# [Work instructions]
Find the line containing "of the clear" in the material below; copy that line and all following lines exactly.

::::

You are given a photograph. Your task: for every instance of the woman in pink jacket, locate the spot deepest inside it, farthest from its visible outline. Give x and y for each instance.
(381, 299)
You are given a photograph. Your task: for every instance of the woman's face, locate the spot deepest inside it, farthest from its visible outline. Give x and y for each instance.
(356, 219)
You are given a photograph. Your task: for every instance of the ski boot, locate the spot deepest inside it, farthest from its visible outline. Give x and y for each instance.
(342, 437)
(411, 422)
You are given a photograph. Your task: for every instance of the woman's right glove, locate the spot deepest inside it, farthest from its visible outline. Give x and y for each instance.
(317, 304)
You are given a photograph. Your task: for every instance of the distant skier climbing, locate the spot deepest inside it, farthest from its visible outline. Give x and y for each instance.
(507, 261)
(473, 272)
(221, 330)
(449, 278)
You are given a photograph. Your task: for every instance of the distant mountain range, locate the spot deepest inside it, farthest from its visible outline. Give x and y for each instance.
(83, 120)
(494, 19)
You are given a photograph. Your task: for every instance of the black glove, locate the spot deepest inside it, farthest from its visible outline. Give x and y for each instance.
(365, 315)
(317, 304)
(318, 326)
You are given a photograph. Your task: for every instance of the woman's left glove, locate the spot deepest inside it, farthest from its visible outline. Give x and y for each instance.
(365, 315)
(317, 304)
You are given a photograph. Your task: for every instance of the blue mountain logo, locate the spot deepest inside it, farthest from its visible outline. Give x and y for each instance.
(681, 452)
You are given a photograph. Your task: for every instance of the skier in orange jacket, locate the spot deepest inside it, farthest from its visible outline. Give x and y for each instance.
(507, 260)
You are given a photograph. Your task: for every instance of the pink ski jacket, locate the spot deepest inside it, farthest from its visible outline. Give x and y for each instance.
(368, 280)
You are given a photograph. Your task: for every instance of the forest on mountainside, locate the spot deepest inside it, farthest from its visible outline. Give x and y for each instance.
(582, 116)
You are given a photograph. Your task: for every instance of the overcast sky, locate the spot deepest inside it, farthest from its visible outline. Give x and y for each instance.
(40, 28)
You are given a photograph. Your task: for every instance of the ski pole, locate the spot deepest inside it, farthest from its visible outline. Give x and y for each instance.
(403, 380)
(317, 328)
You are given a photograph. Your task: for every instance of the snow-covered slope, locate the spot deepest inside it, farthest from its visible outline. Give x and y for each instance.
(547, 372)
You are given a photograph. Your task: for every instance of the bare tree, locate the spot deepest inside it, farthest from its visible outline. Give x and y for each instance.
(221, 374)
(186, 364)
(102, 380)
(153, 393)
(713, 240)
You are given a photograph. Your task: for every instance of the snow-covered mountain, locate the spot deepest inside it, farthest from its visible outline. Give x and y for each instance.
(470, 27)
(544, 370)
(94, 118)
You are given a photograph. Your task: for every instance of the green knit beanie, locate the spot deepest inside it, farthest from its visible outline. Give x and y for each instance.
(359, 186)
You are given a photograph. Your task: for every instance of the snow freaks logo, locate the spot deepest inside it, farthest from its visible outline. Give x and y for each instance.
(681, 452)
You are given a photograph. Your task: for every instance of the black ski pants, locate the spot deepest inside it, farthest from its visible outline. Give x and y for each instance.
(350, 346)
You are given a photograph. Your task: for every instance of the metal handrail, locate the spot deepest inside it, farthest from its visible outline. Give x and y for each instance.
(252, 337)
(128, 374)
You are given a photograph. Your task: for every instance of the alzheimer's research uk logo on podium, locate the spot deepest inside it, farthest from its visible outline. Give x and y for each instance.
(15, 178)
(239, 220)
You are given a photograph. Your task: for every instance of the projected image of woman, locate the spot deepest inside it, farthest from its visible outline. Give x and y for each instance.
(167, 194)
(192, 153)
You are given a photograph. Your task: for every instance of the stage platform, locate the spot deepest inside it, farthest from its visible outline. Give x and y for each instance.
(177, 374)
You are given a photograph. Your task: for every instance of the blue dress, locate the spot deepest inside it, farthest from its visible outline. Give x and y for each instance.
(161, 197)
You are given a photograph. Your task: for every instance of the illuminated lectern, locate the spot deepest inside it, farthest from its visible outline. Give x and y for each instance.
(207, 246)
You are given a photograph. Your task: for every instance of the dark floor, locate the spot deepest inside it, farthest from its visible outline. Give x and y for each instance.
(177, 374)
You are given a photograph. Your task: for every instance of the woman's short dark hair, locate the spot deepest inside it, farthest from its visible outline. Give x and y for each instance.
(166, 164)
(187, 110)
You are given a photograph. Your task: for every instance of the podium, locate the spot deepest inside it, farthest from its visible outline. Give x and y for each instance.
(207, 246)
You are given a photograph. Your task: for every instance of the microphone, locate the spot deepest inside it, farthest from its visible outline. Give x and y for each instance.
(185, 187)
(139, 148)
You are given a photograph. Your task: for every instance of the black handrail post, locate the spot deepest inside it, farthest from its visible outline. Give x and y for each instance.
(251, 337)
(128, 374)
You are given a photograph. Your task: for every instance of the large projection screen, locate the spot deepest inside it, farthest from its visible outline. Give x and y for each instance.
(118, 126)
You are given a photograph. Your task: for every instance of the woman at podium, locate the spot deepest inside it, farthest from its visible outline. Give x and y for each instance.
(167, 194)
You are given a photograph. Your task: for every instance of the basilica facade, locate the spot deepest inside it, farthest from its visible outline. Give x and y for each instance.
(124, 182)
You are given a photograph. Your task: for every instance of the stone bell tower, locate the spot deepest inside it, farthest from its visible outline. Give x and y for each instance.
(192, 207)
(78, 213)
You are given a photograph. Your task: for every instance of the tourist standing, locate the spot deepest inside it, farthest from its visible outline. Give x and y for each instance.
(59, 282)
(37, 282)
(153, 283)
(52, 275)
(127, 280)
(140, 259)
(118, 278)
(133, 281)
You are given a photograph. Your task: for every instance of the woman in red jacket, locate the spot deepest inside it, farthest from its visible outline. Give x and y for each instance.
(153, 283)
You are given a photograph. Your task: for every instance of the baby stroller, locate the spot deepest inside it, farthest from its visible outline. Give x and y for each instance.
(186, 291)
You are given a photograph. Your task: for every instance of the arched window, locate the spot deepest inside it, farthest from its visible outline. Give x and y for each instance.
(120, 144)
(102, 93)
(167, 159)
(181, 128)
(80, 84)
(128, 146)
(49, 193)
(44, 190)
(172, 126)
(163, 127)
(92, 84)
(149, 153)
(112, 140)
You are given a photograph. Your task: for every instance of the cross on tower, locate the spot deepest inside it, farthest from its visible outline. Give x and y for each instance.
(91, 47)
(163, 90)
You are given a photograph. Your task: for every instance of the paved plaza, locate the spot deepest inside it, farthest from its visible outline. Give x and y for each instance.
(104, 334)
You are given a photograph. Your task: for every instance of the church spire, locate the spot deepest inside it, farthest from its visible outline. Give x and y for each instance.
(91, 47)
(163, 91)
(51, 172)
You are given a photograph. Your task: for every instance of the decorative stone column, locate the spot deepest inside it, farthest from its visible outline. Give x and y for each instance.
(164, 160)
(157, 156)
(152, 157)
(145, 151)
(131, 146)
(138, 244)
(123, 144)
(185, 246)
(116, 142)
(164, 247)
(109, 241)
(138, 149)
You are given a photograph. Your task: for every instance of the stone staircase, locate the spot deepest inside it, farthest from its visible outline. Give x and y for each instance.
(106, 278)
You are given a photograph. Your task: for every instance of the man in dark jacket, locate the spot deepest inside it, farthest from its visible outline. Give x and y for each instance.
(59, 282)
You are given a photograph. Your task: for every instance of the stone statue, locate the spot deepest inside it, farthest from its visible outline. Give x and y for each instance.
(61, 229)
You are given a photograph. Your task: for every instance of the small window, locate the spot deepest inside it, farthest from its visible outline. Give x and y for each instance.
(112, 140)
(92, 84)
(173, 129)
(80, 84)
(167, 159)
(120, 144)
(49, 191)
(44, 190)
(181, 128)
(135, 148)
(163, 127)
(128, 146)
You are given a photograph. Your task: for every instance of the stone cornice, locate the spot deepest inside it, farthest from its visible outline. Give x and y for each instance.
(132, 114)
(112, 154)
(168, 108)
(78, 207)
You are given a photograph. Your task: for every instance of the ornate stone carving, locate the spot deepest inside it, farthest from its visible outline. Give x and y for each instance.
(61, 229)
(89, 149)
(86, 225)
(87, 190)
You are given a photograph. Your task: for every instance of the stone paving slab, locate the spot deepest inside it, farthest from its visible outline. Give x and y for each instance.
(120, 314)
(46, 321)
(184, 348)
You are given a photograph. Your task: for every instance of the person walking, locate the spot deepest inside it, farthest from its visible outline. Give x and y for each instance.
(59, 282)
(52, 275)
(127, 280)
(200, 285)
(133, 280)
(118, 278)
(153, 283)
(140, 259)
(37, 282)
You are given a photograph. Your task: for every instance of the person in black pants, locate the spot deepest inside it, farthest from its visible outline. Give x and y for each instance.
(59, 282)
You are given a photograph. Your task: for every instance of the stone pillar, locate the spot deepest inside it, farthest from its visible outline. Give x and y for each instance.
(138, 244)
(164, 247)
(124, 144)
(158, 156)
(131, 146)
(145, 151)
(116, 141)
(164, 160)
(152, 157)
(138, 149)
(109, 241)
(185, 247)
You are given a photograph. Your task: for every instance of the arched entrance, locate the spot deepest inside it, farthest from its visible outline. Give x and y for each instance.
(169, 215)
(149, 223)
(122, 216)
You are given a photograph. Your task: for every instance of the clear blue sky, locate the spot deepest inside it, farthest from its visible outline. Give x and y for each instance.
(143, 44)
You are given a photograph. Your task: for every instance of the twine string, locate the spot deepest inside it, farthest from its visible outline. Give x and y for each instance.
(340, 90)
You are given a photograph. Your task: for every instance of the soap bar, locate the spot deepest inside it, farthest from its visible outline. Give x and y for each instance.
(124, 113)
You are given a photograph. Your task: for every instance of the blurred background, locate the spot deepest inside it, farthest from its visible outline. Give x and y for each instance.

::::

# [Task result]
You are given a photograph. Your task: for every instance of the clear blue sky, locate the spot deepest inside it, farthest from its visible outline. Give x and y for each instance.
(143, 44)
You are given a photograph. Your task: for every instance of the twine string, locate the spot deepest inside it, farthest from its visible outline. Give x and y for each instance.
(340, 90)
You are given a photograph. Your task: for every instance of the soap bar, locate the spot deepest inside it, farthest from its visible outline. Give x and y for each instance.
(124, 113)
You are given a photograph. Your task: for every instance of the blurred background, locate the spot deepest inside it, farthest from its visible outline. Give x and y for each instance.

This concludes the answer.